▸ What is needed: Could you copy exactly the line that contains "the stone wall?" and every line after it to the end of the records, and nothing more?

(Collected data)
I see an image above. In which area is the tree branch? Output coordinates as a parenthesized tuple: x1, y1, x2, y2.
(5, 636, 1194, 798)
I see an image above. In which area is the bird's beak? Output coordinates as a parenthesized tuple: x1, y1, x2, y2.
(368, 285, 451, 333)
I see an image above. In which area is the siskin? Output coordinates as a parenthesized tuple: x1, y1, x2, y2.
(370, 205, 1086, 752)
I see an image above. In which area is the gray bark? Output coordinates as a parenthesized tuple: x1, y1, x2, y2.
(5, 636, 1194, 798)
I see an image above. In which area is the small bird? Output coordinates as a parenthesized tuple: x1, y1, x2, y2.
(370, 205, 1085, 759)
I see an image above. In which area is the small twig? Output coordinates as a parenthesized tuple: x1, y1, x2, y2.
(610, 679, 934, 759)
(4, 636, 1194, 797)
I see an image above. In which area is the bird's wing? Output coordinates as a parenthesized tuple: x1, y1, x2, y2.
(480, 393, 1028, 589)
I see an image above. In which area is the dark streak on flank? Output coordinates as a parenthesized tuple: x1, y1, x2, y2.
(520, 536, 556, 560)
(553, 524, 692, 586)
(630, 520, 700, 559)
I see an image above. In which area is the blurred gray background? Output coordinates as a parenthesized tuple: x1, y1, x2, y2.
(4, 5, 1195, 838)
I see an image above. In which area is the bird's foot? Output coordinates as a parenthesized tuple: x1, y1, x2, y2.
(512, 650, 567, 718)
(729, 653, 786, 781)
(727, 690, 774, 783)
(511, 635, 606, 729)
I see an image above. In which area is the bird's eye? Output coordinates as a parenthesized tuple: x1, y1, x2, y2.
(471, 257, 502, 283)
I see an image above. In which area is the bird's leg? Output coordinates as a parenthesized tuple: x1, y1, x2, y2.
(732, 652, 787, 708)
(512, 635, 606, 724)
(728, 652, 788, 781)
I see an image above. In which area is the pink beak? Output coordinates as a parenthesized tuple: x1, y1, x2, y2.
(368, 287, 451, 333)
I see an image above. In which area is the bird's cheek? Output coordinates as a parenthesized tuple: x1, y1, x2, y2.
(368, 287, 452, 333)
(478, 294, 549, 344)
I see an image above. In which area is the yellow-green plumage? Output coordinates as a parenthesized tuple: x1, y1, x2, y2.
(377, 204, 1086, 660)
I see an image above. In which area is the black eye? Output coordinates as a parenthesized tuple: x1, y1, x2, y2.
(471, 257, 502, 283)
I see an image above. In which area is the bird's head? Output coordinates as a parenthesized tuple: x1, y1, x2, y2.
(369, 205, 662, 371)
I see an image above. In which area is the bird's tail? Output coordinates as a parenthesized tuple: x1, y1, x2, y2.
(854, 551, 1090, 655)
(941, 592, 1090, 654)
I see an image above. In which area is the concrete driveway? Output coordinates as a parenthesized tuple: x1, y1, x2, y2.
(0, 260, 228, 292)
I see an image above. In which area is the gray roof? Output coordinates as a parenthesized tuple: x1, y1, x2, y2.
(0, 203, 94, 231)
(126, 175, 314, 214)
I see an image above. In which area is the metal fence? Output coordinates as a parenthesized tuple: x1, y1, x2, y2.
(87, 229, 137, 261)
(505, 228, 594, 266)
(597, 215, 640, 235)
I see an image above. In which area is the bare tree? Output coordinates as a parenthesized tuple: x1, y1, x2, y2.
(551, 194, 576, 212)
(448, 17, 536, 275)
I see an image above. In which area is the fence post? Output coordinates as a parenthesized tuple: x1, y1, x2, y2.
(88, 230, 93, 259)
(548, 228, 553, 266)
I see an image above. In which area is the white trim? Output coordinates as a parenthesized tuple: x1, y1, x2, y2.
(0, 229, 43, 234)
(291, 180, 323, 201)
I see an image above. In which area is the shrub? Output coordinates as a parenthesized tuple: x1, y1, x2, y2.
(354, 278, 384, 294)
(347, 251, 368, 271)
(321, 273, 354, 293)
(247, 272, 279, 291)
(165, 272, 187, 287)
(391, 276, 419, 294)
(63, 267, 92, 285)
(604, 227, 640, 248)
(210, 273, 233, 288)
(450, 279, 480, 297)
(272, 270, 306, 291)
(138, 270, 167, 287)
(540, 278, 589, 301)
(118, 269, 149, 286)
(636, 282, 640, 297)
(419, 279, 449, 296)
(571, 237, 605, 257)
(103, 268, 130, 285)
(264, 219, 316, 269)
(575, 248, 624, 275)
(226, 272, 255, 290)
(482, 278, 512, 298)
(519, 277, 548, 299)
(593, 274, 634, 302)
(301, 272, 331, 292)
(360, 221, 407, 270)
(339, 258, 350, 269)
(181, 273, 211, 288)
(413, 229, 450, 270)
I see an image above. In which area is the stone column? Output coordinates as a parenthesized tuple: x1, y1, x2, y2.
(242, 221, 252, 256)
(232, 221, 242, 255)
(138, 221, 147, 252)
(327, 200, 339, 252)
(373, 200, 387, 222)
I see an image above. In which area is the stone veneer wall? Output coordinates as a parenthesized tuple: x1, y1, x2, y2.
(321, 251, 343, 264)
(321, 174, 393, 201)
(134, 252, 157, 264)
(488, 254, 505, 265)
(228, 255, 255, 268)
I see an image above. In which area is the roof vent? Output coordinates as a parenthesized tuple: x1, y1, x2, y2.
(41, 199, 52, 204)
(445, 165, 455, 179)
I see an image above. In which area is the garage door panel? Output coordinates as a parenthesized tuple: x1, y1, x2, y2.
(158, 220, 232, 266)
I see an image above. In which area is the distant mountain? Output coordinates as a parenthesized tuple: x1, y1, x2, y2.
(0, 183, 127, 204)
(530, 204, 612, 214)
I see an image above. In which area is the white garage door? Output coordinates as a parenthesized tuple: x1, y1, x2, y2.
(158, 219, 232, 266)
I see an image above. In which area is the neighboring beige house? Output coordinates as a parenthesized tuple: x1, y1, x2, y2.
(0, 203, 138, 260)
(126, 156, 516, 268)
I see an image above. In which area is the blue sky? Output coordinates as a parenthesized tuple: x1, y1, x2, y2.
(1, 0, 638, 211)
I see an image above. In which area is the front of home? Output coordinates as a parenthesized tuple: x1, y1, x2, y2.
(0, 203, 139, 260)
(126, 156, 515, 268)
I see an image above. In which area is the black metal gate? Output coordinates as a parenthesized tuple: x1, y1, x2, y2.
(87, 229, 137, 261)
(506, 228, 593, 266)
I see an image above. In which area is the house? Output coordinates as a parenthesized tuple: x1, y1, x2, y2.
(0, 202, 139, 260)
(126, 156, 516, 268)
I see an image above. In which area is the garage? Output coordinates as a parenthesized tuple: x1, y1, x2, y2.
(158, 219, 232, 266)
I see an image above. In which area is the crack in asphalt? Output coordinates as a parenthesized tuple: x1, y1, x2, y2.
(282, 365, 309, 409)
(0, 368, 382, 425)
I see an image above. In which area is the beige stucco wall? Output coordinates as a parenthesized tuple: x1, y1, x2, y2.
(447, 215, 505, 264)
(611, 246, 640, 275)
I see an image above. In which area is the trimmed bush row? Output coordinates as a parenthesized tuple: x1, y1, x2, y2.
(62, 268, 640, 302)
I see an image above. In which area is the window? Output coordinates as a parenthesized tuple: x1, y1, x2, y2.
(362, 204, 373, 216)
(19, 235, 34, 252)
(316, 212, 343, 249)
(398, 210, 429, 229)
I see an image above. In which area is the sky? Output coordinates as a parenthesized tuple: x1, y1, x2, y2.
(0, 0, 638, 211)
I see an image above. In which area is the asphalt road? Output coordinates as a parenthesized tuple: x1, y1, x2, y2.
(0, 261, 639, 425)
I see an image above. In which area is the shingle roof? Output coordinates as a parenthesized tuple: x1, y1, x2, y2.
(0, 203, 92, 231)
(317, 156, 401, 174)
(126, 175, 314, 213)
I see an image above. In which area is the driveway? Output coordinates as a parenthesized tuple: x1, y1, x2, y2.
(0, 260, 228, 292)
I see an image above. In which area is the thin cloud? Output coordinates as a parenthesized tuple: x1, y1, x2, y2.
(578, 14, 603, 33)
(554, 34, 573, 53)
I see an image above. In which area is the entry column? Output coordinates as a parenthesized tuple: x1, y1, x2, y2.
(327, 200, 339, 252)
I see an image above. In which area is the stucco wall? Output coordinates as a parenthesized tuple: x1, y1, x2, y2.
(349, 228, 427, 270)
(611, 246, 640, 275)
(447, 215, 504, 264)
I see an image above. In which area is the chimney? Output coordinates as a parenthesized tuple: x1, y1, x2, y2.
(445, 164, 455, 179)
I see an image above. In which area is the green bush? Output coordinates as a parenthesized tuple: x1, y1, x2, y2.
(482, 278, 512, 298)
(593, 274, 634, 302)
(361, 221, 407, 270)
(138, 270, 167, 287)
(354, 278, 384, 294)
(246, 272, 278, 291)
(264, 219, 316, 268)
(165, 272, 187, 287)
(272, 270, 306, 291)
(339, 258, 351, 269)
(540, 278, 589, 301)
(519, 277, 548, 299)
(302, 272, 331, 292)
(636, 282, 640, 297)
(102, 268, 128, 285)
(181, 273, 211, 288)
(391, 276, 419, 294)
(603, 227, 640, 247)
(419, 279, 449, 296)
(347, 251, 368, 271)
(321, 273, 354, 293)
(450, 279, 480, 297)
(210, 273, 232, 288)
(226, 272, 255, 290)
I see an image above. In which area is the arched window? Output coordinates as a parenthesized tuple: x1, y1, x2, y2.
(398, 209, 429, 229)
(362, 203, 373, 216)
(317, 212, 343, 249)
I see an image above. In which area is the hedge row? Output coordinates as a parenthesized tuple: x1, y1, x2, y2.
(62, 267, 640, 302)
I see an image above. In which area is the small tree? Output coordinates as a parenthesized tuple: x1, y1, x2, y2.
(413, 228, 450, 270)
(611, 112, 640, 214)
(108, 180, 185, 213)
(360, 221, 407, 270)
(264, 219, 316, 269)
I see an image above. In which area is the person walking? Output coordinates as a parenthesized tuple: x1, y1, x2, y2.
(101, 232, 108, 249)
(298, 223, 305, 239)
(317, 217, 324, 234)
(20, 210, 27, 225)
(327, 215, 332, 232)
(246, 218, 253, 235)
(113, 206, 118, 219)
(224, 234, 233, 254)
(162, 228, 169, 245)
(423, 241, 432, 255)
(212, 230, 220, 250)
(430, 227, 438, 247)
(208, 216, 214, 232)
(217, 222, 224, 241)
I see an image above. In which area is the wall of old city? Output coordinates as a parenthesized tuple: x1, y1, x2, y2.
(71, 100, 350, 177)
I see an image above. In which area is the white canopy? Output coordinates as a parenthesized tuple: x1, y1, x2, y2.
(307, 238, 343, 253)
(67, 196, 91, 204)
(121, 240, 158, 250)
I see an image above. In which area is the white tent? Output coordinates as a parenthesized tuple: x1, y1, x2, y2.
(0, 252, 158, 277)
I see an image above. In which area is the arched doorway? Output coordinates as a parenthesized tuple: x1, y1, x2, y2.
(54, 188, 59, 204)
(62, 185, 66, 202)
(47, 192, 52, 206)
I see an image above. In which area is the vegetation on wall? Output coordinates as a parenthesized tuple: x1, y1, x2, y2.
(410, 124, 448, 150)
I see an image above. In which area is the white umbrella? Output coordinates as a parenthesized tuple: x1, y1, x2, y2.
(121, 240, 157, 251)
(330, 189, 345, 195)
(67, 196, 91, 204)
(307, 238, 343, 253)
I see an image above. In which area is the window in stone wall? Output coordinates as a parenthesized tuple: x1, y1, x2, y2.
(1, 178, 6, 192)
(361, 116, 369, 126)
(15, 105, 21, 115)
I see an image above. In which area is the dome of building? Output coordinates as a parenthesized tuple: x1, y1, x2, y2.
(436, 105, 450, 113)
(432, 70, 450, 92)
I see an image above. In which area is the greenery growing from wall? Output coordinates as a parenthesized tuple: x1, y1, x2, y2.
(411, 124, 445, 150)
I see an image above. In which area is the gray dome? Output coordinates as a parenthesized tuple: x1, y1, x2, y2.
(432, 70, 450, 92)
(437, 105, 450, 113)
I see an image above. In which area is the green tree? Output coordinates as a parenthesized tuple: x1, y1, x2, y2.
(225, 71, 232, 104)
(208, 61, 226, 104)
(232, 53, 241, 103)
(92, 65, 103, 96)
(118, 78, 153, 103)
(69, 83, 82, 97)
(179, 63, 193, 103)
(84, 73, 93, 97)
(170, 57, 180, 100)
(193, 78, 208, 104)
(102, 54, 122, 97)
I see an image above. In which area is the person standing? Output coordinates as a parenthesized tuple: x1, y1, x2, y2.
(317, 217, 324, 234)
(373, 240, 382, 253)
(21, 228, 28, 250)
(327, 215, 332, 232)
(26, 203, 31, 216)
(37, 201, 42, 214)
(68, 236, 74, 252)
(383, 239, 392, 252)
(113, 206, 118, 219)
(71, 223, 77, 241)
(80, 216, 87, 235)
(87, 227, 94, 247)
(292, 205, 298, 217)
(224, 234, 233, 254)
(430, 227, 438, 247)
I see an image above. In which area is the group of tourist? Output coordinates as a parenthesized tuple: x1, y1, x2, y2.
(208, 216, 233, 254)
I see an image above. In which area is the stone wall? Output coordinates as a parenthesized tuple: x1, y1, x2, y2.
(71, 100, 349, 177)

▸ Response for this exercise:
I see an image above. In which area is the stone wall? Output coordinates as a parenthesized tuple: x1, y1, x2, y2.
(71, 100, 349, 177)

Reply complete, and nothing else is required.